#### DATA

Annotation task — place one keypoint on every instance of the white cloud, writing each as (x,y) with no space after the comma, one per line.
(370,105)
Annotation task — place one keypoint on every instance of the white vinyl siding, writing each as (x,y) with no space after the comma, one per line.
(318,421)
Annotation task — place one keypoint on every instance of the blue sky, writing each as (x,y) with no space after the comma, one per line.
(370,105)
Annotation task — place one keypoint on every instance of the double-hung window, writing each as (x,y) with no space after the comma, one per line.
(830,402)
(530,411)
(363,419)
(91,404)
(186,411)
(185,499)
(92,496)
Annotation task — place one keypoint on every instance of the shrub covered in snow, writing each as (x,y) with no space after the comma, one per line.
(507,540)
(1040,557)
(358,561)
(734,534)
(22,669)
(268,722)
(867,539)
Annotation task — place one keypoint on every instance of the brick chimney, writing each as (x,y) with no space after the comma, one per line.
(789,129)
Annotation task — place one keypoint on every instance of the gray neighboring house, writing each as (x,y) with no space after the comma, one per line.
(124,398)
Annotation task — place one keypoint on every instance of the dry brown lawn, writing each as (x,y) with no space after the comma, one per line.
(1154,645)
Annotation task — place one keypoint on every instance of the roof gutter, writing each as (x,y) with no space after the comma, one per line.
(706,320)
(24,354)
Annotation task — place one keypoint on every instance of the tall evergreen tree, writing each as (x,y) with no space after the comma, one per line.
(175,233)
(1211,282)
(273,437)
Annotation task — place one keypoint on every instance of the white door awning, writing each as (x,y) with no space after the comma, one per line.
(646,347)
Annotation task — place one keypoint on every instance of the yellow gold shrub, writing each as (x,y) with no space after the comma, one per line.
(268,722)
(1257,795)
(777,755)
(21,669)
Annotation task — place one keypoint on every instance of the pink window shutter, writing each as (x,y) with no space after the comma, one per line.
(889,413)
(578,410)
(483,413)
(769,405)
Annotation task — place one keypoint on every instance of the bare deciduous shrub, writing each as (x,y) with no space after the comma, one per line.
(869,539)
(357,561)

########

--- GOAL OF THE EXERCISE ---
Lay out each line of the listing above as a JSON array of strings with one string per line, and omit any blank lines.

--- EXPECTED ANSWER ---
[
  "Annotation task — place one keypoint on every instance of the white cloud, writing each as (x,y) with no space after the comma, one per line.",
  "(370,105)",
  "Annotation task — place one keypoint on every instance of the white vinyl siding, writing each as (x,y) with no space after the comma, one per line.",
  "(318,421)",
  "Annotation task — place one keypoint on every instance of the blue sky, writing each as (x,y) with no space after the comma, one per line.",
  "(370,105)",
  "Annotation task — place one keypoint on every instance of the double-hung window, writing each as (x,y) with no space after the comma, one per line.",
  "(830,402)",
  "(530,411)",
  "(363,419)",
  "(91,404)",
  "(186,411)",
  "(185,499)",
  "(92,496)",
  "Annotation task — place one keypoint on every instance of the shrub covered in snow, writing each as (x,y) with no space after the comma, one per line.",
  "(507,540)",
  "(1040,557)",
  "(358,561)",
  "(734,534)",
  "(22,669)",
  "(268,722)",
  "(867,539)",
  "Annotation task — place one keypoint on every instance of the brick chimney, writing each as (x,y) with no space after the comma, one per line.",
  "(789,129)",
  "Annotation task — place one keypoint on every instance of the gray neighboring house, writing each as (x,y) with no space after the comma, one per line.",
  "(124,398)",
  "Annotation task — place one keypoint on every instance of the dry brown lawn, writing each as (x,y) with no space after the comma, one per line.",
  "(1154,645)",
  "Annotation task — place one keypoint on every instance of the roof gutter, writing each as (x,y) with no space after the comma, one per line.",
  "(706,320)",
  "(24,354)",
  "Annotation task — place one keypoint on every instance of the tall evergreen tree, writing each as (x,y) with no space after the comma, one per line.",
  "(175,233)",
  "(1211,282)",
  "(273,437)",
  "Annotation task — place one keypoint on every instance of the white door awning, writing each as (x,y) with no space after the comma, one per line.",
  "(646,347)",
  "Annotation task — place one keypoint on every instance of the yellow gold shrub, writing each as (x,y) with no space after the comma, one per line.",
  "(268,722)",
  "(1257,795)",
  "(777,755)",
  "(21,669)",
  "Annotation task — place one keypoint on every instance of the pink window shutter, writing each as (x,y) with no space after the comma, one per line.",
  "(889,413)",
  "(578,410)",
  "(483,413)",
  "(769,405)",
  "Annotation task — place one keypoint on every instance of the bare deciduous shrub, writing each as (x,y) with no space after the comma, one per line.",
  "(869,539)",
  "(357,561)"
]